• **PAGE EXCERPT**
################
Traditional Knowledge

In 2007-08, the Métis Centre engaged with three different communities to collaborate on traditional knowledge activities. The Métis Centre was particularly interested in documenting the process to highlight methods used to engage Métis in research processes to inform debate about ethical practice of doing research with Métis.

Michif Revitalization in a Manitoba Community

In July, 2007, Tricia Logan, Métis Centre field researcher, took part in a grassroots Michif language immersion program in Camperville, Manitoba, a traditional Métis community, led by Elders Grace Zoldy and Rita Flamand.

Along with studying one of the most endangered Aboriginal languages in Canada, Tricia researched the efficacy of her hosts’ innovative teaching methods, as well as the impact of language revitalization in a Métis community. The research collaboration involved extensive consultation with Grace and Rita to develop ethical protocols and formalize a long-term working relationship for undertaking research on the Métis language.
################
• **TASK REQUIREMENTS**
Quote, word for word, the stretch of the traditional knowledge page from "In 2007-08, the" through "and Rita Flamand.".

• **SUPPLIED ENTRIES**
################
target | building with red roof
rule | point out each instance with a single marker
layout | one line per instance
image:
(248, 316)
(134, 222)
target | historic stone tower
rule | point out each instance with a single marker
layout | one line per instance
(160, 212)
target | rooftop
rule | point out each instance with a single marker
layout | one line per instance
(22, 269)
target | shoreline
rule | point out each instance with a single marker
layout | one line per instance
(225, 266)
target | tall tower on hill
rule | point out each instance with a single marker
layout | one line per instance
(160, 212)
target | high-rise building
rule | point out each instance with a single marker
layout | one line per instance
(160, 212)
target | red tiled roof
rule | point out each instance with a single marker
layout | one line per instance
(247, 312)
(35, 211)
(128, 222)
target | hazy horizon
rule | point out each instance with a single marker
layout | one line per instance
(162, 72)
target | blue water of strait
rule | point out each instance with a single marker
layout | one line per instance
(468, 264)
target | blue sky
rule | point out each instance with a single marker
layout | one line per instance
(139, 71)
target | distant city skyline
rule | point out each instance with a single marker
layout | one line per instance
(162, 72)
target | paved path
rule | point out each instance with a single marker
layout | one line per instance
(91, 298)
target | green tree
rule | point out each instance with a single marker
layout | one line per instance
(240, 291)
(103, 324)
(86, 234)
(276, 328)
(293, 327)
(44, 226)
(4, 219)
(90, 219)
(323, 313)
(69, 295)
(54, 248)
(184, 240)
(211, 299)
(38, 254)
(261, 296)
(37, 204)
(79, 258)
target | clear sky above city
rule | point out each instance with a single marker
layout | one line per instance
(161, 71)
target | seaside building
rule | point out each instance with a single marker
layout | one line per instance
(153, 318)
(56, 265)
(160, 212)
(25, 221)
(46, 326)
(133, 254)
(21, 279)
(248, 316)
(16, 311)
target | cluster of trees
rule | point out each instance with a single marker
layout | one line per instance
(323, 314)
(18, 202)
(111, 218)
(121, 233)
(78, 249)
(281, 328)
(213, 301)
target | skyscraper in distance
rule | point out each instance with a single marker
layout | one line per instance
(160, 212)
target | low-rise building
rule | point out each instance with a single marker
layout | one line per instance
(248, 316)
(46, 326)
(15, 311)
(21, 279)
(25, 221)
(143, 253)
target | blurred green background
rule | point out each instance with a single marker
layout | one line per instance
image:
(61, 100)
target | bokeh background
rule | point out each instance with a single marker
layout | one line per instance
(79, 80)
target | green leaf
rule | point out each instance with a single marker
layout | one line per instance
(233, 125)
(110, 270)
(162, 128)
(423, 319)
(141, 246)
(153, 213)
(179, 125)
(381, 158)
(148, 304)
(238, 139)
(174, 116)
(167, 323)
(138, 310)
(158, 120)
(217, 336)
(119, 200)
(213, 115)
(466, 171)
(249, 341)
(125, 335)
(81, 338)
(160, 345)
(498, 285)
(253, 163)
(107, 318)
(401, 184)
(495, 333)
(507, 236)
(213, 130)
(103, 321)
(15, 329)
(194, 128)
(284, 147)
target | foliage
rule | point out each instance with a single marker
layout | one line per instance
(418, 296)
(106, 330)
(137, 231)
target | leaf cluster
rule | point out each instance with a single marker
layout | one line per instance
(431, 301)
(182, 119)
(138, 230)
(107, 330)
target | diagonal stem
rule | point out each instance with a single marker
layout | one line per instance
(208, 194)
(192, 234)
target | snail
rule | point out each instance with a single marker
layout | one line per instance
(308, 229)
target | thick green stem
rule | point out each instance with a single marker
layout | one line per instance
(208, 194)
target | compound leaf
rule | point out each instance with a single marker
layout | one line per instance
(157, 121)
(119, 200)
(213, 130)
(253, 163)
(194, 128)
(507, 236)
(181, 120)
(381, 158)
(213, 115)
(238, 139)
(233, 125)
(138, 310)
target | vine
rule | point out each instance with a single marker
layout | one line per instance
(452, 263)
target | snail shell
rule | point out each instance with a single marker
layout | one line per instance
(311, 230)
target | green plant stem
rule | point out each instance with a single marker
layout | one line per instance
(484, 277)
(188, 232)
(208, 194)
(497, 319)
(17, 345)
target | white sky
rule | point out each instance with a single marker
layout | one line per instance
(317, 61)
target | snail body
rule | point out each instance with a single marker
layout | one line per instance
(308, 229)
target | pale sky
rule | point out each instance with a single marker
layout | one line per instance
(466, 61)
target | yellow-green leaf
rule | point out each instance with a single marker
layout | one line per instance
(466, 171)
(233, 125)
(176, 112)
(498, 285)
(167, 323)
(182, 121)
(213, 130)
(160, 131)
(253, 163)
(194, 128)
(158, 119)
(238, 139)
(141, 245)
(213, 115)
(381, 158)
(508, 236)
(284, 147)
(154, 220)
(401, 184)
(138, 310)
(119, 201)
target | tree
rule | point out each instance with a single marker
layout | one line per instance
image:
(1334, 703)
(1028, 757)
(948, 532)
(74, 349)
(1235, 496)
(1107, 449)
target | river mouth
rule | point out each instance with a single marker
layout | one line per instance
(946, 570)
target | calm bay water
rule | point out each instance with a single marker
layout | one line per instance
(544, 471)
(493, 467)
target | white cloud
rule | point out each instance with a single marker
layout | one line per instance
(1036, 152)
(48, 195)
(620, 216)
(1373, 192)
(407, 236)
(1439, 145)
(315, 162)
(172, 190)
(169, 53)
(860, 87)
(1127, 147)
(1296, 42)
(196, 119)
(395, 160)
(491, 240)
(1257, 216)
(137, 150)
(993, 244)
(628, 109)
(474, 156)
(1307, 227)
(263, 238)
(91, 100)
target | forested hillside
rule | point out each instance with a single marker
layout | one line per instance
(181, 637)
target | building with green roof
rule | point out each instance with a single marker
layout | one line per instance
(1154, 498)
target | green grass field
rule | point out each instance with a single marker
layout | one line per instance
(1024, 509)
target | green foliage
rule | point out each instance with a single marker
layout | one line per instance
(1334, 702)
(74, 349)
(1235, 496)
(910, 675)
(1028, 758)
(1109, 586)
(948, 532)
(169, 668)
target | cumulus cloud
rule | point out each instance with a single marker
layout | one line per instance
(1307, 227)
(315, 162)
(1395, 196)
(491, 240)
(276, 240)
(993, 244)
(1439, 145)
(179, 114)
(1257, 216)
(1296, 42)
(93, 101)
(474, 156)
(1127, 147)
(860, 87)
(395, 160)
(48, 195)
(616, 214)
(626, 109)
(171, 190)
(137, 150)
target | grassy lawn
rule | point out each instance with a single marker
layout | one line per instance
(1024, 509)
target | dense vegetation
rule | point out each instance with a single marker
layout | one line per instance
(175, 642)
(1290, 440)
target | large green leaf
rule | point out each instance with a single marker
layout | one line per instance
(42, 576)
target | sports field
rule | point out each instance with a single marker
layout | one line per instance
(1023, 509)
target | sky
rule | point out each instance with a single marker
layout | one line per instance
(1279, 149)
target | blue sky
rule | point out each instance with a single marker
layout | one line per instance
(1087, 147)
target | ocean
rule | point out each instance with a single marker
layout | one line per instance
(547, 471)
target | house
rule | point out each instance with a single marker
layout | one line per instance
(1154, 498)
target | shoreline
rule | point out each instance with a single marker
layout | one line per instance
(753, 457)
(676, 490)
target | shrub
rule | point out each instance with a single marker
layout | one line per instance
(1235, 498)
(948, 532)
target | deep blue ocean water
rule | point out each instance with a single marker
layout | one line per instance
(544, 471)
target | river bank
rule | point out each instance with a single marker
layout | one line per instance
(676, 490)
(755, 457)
################
• **EXERCISE ANSWER**
In 2007-08, the Métis Centre engaged with three different communities to collaborate on traditional knowledge activities. The Métis Centre was particularly interested in documenting the process to highlight methods used to engage Métis in research processes to inform debate about ethical practice of doing research with Métis.

Michif Revitalization in a Manitoba Community

In July, 2007, Tricia Logan, Métis Centre field researcher, took part in a grassroots Michif language immersion program in Camperville, Manitoba, a traditional Métis community, led by Elders Grace Zoldy and Rita Flamand.